TO DO
Rewrite the data below, substituting "survey log" for each occurrence of "scouting log" and leaving everything else as it is.

LISTED RECORDS
_ _ _ _
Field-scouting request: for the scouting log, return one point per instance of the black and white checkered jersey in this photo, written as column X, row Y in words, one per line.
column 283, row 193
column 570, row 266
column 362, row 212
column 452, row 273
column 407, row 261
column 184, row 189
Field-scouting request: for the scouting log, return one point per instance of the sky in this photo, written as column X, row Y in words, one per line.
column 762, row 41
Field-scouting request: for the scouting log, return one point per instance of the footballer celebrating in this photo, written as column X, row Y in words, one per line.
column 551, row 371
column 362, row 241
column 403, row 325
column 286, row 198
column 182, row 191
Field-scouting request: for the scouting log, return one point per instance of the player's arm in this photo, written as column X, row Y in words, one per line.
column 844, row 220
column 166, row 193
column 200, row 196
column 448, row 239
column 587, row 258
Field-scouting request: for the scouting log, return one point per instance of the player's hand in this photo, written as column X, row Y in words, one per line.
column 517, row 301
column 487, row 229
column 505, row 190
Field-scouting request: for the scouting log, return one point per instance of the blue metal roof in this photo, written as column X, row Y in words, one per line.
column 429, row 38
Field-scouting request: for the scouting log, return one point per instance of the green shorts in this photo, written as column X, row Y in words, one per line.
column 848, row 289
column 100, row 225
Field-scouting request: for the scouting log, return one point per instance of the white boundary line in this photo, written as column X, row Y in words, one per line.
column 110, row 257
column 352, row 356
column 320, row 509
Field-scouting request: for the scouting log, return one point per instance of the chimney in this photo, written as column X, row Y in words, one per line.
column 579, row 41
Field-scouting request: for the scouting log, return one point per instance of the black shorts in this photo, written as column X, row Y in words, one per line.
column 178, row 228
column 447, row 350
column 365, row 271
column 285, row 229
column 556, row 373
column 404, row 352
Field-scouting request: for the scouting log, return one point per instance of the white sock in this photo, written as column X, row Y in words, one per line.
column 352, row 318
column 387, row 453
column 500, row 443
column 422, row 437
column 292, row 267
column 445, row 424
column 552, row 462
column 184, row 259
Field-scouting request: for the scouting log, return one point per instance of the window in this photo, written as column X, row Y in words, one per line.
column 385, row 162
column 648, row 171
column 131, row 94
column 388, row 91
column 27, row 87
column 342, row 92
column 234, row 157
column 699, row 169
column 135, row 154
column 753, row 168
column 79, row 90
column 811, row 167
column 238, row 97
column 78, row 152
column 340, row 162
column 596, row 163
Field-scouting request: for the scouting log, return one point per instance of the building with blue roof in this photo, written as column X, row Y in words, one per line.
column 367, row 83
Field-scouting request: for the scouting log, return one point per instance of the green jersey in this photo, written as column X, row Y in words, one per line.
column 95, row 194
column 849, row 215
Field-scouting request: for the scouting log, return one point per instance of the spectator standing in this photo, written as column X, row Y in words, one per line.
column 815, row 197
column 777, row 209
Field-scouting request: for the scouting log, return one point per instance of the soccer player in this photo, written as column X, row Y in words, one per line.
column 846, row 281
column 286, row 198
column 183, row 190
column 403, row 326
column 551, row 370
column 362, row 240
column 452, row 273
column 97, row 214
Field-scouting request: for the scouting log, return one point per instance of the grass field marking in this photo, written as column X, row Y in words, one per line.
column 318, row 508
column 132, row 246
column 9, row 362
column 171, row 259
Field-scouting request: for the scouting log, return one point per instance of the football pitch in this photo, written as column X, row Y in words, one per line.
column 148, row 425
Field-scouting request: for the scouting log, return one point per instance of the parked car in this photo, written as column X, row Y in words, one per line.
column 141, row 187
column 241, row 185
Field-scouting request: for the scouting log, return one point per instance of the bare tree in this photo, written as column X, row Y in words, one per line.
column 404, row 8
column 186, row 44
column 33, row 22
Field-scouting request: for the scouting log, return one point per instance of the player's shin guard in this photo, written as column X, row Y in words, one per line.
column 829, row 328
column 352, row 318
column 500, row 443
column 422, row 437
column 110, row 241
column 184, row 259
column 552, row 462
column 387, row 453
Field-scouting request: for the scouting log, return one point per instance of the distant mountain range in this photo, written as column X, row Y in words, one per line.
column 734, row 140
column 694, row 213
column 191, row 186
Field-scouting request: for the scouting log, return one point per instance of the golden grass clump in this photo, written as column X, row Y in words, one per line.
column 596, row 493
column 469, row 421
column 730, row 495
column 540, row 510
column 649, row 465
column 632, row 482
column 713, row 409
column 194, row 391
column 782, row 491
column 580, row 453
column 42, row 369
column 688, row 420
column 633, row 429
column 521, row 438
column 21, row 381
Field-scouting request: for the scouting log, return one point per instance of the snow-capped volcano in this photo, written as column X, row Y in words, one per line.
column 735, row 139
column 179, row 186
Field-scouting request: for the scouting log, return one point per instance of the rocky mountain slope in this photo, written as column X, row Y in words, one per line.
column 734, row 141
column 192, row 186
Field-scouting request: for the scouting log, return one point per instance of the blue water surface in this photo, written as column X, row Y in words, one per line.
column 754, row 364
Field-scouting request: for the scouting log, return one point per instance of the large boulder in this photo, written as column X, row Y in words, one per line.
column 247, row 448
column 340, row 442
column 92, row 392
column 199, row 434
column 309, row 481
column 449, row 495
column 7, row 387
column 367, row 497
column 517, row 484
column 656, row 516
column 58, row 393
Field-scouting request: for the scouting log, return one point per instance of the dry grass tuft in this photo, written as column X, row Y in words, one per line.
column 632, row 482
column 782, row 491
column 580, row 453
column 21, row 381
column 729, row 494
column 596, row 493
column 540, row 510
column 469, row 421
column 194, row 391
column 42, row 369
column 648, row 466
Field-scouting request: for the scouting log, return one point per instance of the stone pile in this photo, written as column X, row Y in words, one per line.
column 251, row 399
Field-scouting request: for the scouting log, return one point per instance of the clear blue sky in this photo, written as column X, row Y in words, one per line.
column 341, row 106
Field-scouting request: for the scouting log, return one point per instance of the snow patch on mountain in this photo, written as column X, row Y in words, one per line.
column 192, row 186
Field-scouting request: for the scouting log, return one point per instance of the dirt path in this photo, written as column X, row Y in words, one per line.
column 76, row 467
_ _ _ _
SOLVED EXERCISE
Field-scouting request: for the survey log, return one point per instance of the black and white checkered jersey in this photo, written as column X, row Y in words, one per line.
column 283, row 193
column 570, row 266
column 362, row 212
column 452, row 273
column 407, row 261
column 184, row 189
Field-scouting request: for the survey log, return one point per instance of the sky in this photo, written as column X, row Y in words, one per line.
column 762, row 41
Field-scouting request: for the survey log, return one point per instance of the footballer celebrating in this photo, written as column X, row Y in words, one per line.
column 551, row 371
column 362, row 241
column 403, row 325
column 286, row 198
column 182, row 191
Field-scouting request: for the survey log, return one point per instance of the player's arm in this photo, written as column X, row Y in words, one per line.
column 844, row 220
column 166, row 193
column 200, row 196
column 448, row 239
column 587, row 258
Field-scouting request: for the survey log, return one point per instance of the player's hand in this photo, written as column X, row Y in words, one per line.
column 517, row 301
column 487, row 229
column 505, row 190
Field-scouting request: for the survey log, return one point per instance of the blue metal roof in this photo, written as column X, row Y in words, one per line.
column 429, row 38
Field-scouting request: for the survey log, return one point per instance of the green shorts in this photo, written as column X, row Y in words, one per line.
column 848, row 289
column 100, row 225
Field-scouting request: for the survey log, return one point per instance of the white boundary line in this photo, written as column X, row Y in words, one per line.
column 110, row 257
column 352, row 356
column 320, row 509
Field-scouting request: for the survey log, return one point per instance of the chimney in this photo, written as column X, row Y in words, one per line.
column 579, row 41
Field-scouting request: for the survey log, return one point per instance of the black shorts in this photo, written as column X, row Y in words, one per line.
column 178, row 228
column 447, row 350
column 365, row 271
column 285, row 229
column 556, row 373
column 404, row 352
Field-scouting request: for the survey log, return one point per instance of the white sock in this photo, written as column X, row Y in words, one per line.
column 352, row 318
column 387, row 453
column 500, row 443
column 422, row 437
column 292, row 267
column 445, row 424
column 552, row 462
column 184, row 259
Field-scouting request: for the survey log, return one point per instance of the window in this photo, written as column X, row Y in words, one per line.
column 385, row 162
column 648, row 171
column 131, row 94
column 388, row 91
column 27, row 87
column 342, row 92
column 234, row 157
column 699, row 169
column 135, row 154
column 753, row 168
column 79, row 90
column 811, row 167
column 238, row 97
column 78, row 152
column 340, row 162
column 596, row 163
Field-scouting request: for the survey log, return one point per instance of the building with blue roof in this photo, written as column X, row Y in words, one per line.
column 367, row 83
Field-scouting request: for the survey log, return one point per instance of the green jersey in this photo, written as column X, row Y in words, one per line.
column 95, row 194
column 849, row 215
Field-scouting request: for the survey log, return one point per instance of the spectator standing in this photo, written as column X, row Y in words, one per line.
column 815, row 197
column 777, row 209
Field-scouting request: for the survey log, return one point per instance of the soccer player in this photo, written as column X, row Y in words, one per line.
column 846, row 281
column 286, row 198
column 183, row 190
column 403, row 326
column 551, row 370
column 362, row 240
column 452, row 273
column 97, row 214
Field-scouting request: for the survey log, return one point per instance of the grass field marking in this photo, written as column X, row Y in words, one per line.
column 318, row 508
column 132, row 246
column 9, row 362
column 171, row 259
Field-scouting request: for the survey log, return one point per instance of the football pitch in this photo, written as column X, row Y in words, one per line.
column 148, row 425
Field-scouting request: for the survey log, return one point per instance of the parked car in this photo, written as column X, row Y in words, one per line.
column 141, row 187
column 241, row 185
Field-scouting request: for the survey log, return one point per instance of the bare tree in this photo, written as column X, row Y in words, one per line.
column 404, row 8
column 186, row 44
column 33, row 22
Field-scouting request: for the survey log, return one point per instance of the player's shin guard in this photo, written as column X, row Y in words, one per line.
column 829, row 328
column 352, row 318
column 500, row 443
column 422, row 437
column 110, row 241
column 184, row 259
column 552, row 462
column 387, row 453
Field-scouting request: for the survey log, return one point per instance of the distant mountain range in this photo, written as column X, row Y in words, one per line.
column 734, row 140
column 694, row 213
column 191, row 186
Field-scouting request: for the survey log, return one point per instance of the golden grass clump in this photo, written as column X, row Y in words, one per line.
column 596, row 493
column 469, row 421
column 730, row 495
column 540, row 510
column 649, row 465
column 632, row 482
column 713, row 409
column 194, row 391
column 782, row 491
column 580, row 453
column 42, row 369
column 688, row 420
column 633, row 429
column 521, row 438
column 21, row 381
Field-scouting request: for the survey log, return one point per instance of the snow-capped volcano in this photo, written as column X, row Y in words, one per line.
column 735, row 139
column 179, row 186
Field-scouting request: for the survey log, return one point per instance of the rocky mountain slope in this photo, written as column X, row Y in words, one per line.
column 734, row 141
column 192, row 186
Field-scouting request: for the survey log, return one point per instance of the blue water surface in this photo, written as column X, row Y in words, one per line.
column 754, row 364
Field-scouting request: for the survey log, return one point per instance of the large boulder in this photo, written as column X, row Y in words, one per line.
column 247, row 448
column 340, row 442
column 92, row 392
column 199, row 434
column 309, row 481
column 449, row 495
column 7, row 387
column 367, row 497
column 517, row 484
column 656, row 516
column 58, row 393
Field-scouting request: for the survey log, return one point per instance of the dry grass tuft in this photo, written as column X, row Y in words, one per line.
column 632, row 482
column 782, row 491
column 580, row 453
column 21, row 381
column 729, row 494
column 596, row 493
column 540, row 510
column 469, row 421
column 194, row 391
column 42, row 369
column 648, row 466
Field-scouting request: for the survey log, return one point per instance of the stone pile in this photo, written as column X, row Y in words, one per line.
column 251, row 399
Field-scouting request: for the survey log, return one point per instance of the clear blue sky in this photo, written as column X, row Y in words, one per line.
column 341, row 106
Field-scouting request: for the survey log, return one point per instance of the snow patch on mountain in this photo, written as column X, row Y in words, one per line.
column 192, row 186
Field-scouting request: for the survey log, return one point per instance of the dirt path in this photo, written as column X, row Y in words, one per line.
column 76, row 467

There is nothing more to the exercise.